The dining room is iconic, with fantastic stained glass windows of the slightly bizarre cigar-puffing fat tyre man of Michelin, a towering ceiling overhead, and elegant chairs tucked beneath crisp tablecloths. The service was the kind of silk-smooth smiling efficiency you’d expect from a 2-star classic French establishment (though not faultless; our main courses arrived pretty much on the back of our starters being cleared, and then afterwards we were left completely untouched for almost 30 minutes; we felt a little like a table of ghosts, watching the world of fine dining bustling around us).

So. Food.

Fantastic fish

Fantastic fish

There were some polite little amuse bouches. The liquorice-flavoured black sticky bun filled with salt cod was the stand-out specimen for originality and a flavour that lingered pleasantly with our wine. Tiny cone of foie gras icecream was meh. Though I freely confess to a huge “meh” on any attempt to chill foie gras.

My starter was an absolute stunner, visually and in taste. Duck jelly, tiny cubes of smoked sturgeon, and a generous dollop of caviar. The jelly was clear as a bell and pure umami, giving a beautiful earth edge to the salty caviar. And this was definitely the most classically beautiful plate of food I’ve seen in a long time. By complete contrast, Maureen’s pastry-coated sweetbread with pickled walnut jam was really quite an unrefined beast for such a refined table. Jolly good though. Tim’s golden beetroot terrine was a huge glowing amber brick of lovely beetroot with a smart mixture of blobs to add flavour pairings; the salty white feta especially good. Vanessa’s crab and apple I didn’t try; it was pronounced light yet unamazing.

Resplendent rabbit

Resplendent rabbit

On the main course I scored again, with a turbot grenobloise. The chunk of fish was cooked to toothy perfection, emerging from a fluffy cloud of brown butter foam. Hidden below the clouds, a bed of really dirty crushed potatoes, made super-filthy with plenty of burnt butter and something with a pronounced caramel flavour. My arteries creaked a song of pure joy. Maureen went for lobster in Singapore black pepper sauce. In hindsight, a mistake: 2 Michelin stars is never going to deliver the depth and power of flavour in a proper Singaporean black pepper sauce. Even so, this was very toned down. The pepper was there, and the sauce was fine, and that really was a splendid lobster tail. But…

Well, I guess that’s the contrast. Refined French cooking of a classic French gave me mouth-gasms, while refined French cooking of a classic Asian dish sucked the joy out of it and left behind another “meh”. Tim’s rabbit and langoustine dish was very excellent, and Vanessa also partook of the lobster and found herself wishing for some other element to vie with the single-minded lobster.

Magnificent meringue

Magnificent meringue

My dessert was a cep vacherin, which turned out to be a prickly golfball of pure white meringue filled with a delicate banana creme patissiere and sprinkled with cep powder. I enjoyed the novelty of the funky fungi flavour. All in all a good end. Others plumped for the chocolate souffle with Indonesian basil ice cream. This souffle was a monster, and the brush of shiny chocolate ganache over the perfectly raised surface was a good stroke. The ice cream cut the richness just enough.

▸ **OBJECTIVES**
1. Please transcribe everything in the restaurant review from "There were some" down to "chill foie gras.".
2. In the restaurant review, what did the reviewer have as a main course?
3. List every starter that the restaurant review says the table ordered.
You won't need the lines that come after this restaurant review.

▸ **AVAILABLE DATA**
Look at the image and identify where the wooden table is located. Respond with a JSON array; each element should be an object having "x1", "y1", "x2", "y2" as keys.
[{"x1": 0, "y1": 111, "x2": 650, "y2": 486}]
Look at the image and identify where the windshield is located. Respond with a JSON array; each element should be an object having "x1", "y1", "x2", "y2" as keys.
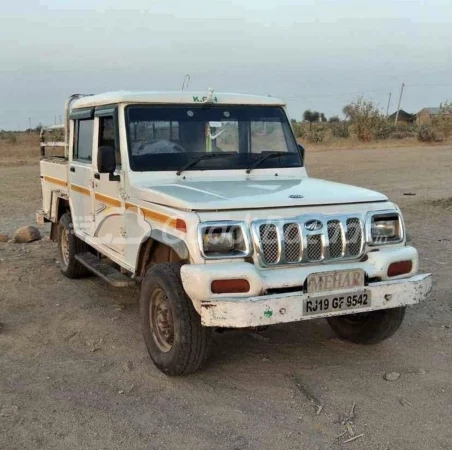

▸ **RESPONSES FOR EACH TASK**
1.
There were some polite little amuse bouches. The liquorice-flavoured black sticky bun filled with salt cod was the stand-out specimen for originality and a flavour that lingered pleasantly with our wine. Tiny cone of foie gras icecream was meh. Though I freely confess to a huge “meh” on any attempt to chill foie gras.

2. A turbot grenobloise.

3.
- Duck jelly with smoked sturgeon and caviar
- Pastry-coated sweetbread with pickled walnut jam
- Golden beetroot terrine
- Crab and apple